Could you repeat word for word the lines of the material below, starting at the line that contains "Where can the metal" and ending at the line that contains "point(323, 845)", with both of those lines included?

** Begin **

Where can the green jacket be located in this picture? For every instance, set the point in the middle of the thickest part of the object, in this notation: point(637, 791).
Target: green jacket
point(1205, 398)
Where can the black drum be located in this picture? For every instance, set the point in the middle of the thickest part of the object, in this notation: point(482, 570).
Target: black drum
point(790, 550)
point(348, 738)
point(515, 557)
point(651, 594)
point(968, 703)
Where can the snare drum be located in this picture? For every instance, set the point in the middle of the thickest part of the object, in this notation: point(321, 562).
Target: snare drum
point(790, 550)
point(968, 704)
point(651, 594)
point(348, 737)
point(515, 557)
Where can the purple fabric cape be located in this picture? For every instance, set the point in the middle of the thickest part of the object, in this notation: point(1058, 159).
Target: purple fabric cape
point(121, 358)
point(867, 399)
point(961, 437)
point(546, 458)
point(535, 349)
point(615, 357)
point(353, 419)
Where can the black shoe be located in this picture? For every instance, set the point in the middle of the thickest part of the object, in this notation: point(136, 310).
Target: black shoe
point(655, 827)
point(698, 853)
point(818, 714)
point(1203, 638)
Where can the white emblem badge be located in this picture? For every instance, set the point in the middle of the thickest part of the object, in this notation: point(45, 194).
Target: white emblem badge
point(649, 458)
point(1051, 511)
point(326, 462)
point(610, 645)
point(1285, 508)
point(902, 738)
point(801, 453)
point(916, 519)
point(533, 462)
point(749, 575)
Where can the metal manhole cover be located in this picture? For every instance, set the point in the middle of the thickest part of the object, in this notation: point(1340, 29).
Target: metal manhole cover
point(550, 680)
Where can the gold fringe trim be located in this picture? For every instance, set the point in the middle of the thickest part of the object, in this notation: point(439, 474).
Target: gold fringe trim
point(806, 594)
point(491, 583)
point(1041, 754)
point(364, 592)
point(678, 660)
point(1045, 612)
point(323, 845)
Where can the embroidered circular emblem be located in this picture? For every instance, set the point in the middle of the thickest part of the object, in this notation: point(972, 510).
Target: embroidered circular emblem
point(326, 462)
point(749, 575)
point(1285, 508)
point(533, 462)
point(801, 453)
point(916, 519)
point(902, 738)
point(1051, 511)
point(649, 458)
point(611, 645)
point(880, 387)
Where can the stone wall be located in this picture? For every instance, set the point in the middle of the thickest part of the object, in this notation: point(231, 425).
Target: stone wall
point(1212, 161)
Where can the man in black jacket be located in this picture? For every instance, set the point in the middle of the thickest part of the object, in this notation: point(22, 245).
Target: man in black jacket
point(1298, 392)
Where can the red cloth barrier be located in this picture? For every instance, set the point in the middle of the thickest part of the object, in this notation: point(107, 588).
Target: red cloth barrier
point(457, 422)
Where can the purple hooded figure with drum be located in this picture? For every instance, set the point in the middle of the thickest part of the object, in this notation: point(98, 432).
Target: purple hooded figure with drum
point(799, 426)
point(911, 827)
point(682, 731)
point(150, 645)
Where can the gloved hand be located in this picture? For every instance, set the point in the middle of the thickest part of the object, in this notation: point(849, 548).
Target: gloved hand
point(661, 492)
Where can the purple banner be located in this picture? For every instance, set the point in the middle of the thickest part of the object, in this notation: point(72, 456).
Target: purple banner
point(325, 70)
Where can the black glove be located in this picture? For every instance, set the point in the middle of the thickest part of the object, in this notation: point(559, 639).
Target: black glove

** End **

■ **Answer to the exercise**
Where can the metal manhole cover be located in this picture? For every instance, set the point in the middle of the thickest part of the object, in this notation: point(1340, 29).
Target: metal manhole cover
point(550, 680)
Where can the gold fringe trim be located in this picture? For every instance, set the point in the middle of the thickest part of the object, in this notation: point(439, 474).
Target: gold fringe trim
point(806, 594)
point(491, 583)
point(1041, 754)
point(364, 592)
point(678, 660)
point(1045, 612)
point(323, 845)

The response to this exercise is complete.